By glenn mcdonald on March 1, 2009 1:58 PM

I think this idea of named-graphs being a “physical” (i.e., exclusive, containing) partitioning of the triple-space not only doesn’t make sense, but its failure to make sense is in hilariously exact hierarchical contradiction to the very graph-structured premise of RDF. The relationship between a triple and anything else demands all the same structure and flexibility as anything other kind of relationship. The fourth column in a quad-store should not be graph-name, it should be triple-id. Once a triple has an ID, you can then express anything you want *about* that triple, whether it’s confidence or provenance or batch or saltiness or whatever.

By Jeni Tennison on March 1, 2009 2:48 PM

I’m no expert, but I agree with Glenn Mcdonald, that the fourth column should really be triple-id (as in a unique URI for each triple). Then again, I think named graphs are flexible enough to be used in this way anyway: they just can encapsulate more than one triple if that’s useful.

As far as the questions go: my understanding is that a given triple (as in a unique subject/property/object combination) can belong to multiple graphs. Each graph it belongs to provides a separate ‘row’ in the quad store.

Named Graphs / Semantic Web Activity points to a vocabulary for describing the relationships between graphs (subgraphs, equivalent graphs and so on) at http://www.w3.org/2004/03/trix/rdfg-1/.
-----
*Short problem a:*
Locate every line of the records that contains the word "chrome" and copy those lines. Case counts.

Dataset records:
-----
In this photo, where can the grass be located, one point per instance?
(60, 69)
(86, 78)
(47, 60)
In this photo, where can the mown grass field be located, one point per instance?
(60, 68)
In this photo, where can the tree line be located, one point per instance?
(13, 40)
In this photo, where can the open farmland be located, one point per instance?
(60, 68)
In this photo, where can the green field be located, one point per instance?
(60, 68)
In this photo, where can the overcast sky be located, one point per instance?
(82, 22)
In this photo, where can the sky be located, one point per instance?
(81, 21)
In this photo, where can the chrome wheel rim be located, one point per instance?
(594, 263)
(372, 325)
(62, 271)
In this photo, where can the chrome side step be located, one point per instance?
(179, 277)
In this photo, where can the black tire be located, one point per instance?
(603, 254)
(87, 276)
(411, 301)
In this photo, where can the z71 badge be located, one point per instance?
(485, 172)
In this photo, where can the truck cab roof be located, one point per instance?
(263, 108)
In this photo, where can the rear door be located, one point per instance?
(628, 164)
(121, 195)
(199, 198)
-----
*Short problem b:*
Reproduce the part of the named-graphs discussion that opens with "I’m no expert, but" and closes with "on) at http://www.w3.org/2004/03/trix/rdfg-1/.", substituting "triple store" for each occurrence of "quad store".

*Complete answer a:*
In this photo, where can the chrome wheel rim be located, one point per instance?
In this photo, where can the chrome side step be located, one point per instance?

*Complete answer b:*
I’m no expert, but I agree with Glenn Mcdonald, that the fourth column should really be triple-id (as in a unique URI for each triple). Then again, I think named graphs are flexible enough to be used in this way anyway: they just can encapsulate more than one triple if that’s useful.

As far as the questions go: my understanding is that a given triple (as in a unique subject/property/object combination) can belong to multiple graphs. Each graph it belongs to provides a separate ‘row’ in the triple store.

Named Graphs / Semantic Web Activity points to a vocabulary for describing the relationships between graphs (subgraphs, equivalent graphs and so on) at http://www.w3.org/2004/03/trix/rdfg-1/.